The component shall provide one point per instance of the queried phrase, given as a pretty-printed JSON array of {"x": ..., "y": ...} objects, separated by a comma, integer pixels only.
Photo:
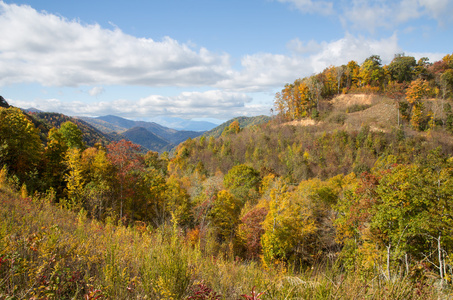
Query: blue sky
[{"x": 197, "y": 58}]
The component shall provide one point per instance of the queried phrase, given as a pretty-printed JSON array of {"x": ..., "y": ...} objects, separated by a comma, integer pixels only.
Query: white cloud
[
  {"x": 354, "y": 48},
  {"x": 311, "y": 6},
  {"x": 213, "y": 103},
  {"x": 53, "y": 51}
]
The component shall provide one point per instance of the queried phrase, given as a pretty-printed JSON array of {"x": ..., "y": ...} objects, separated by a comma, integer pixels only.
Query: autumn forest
[{"x": 345, "y": 193}]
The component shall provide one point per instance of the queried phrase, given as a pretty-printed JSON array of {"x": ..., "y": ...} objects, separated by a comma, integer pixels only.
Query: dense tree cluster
[
  {"x": 373, "y": 201},
  {"x": 411, "y": 83}
]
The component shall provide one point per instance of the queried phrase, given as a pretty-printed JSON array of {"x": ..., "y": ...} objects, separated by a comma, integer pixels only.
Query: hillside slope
[{"x": 243, "y": 123}]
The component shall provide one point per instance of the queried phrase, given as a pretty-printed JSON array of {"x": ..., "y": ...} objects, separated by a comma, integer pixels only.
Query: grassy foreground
[{"x": 47, "y": 252}]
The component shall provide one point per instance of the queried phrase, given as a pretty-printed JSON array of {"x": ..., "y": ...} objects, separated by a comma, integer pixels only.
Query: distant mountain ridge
[
  {"x": 243, "y": 122},
  {"x": 150, "y": 135}
]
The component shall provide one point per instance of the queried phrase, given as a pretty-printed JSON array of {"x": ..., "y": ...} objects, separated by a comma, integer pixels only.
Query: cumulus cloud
[
  {"x": 53, "y": 51},
  {"x": 213, "y": 103},
  {"x": 270, "y": 70},
  {"x": 354, "y": 48}
]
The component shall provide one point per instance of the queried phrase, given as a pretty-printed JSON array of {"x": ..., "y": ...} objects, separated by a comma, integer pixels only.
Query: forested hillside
[{"x": 345, "y": 193}]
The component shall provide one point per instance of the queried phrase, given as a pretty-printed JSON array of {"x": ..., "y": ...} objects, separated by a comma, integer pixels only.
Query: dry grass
[{"x": 51, "y": 253}]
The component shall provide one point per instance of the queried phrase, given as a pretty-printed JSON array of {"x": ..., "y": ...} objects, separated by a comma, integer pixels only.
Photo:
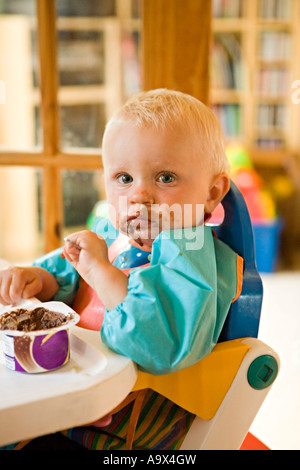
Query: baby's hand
[
  {"x": 19, "y": 283},
  {"x": 87, "y": 252}
]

Exercise details :: Output exactly the lines from the one containing "Query: cumulus cloud" through the last line of the records above, both included, leaving out any pictures.

Answer to the problem ::
Query: cumulus cloud
[
  {"x": 53, "y": 51},
  {"x": 213, "y": 103},
  {"x": 270, "y": 70},
  {"x": 354, "y": 48}
]
The component shall provide one point per instance of the queried phrase, given as a pretty-printed JSON array of {"x": ..., "y": ...} objects, separated by a comma, integer pixels only.
Query: forested hillside
[{"x": 345, "y": 193}]
The component shall provide one point per instance of the queried phrase, given as a pretty-printed JSON array of {"x": ..., "y": ...} objects, separated by a comma, integer pixels only.
Query: dry grass
[{"x": 51, "y": 253}]
The component shall provide one point per instance of the queried phrase, given as a pretty-printed JSON array of {"x": ..., "y": ...} objects, separated by a comma, integer pixels only.
Photo:
Query: baby's hand
[
  {"x": 19, "y": 283},
  {"x": 87, "y": 252}
]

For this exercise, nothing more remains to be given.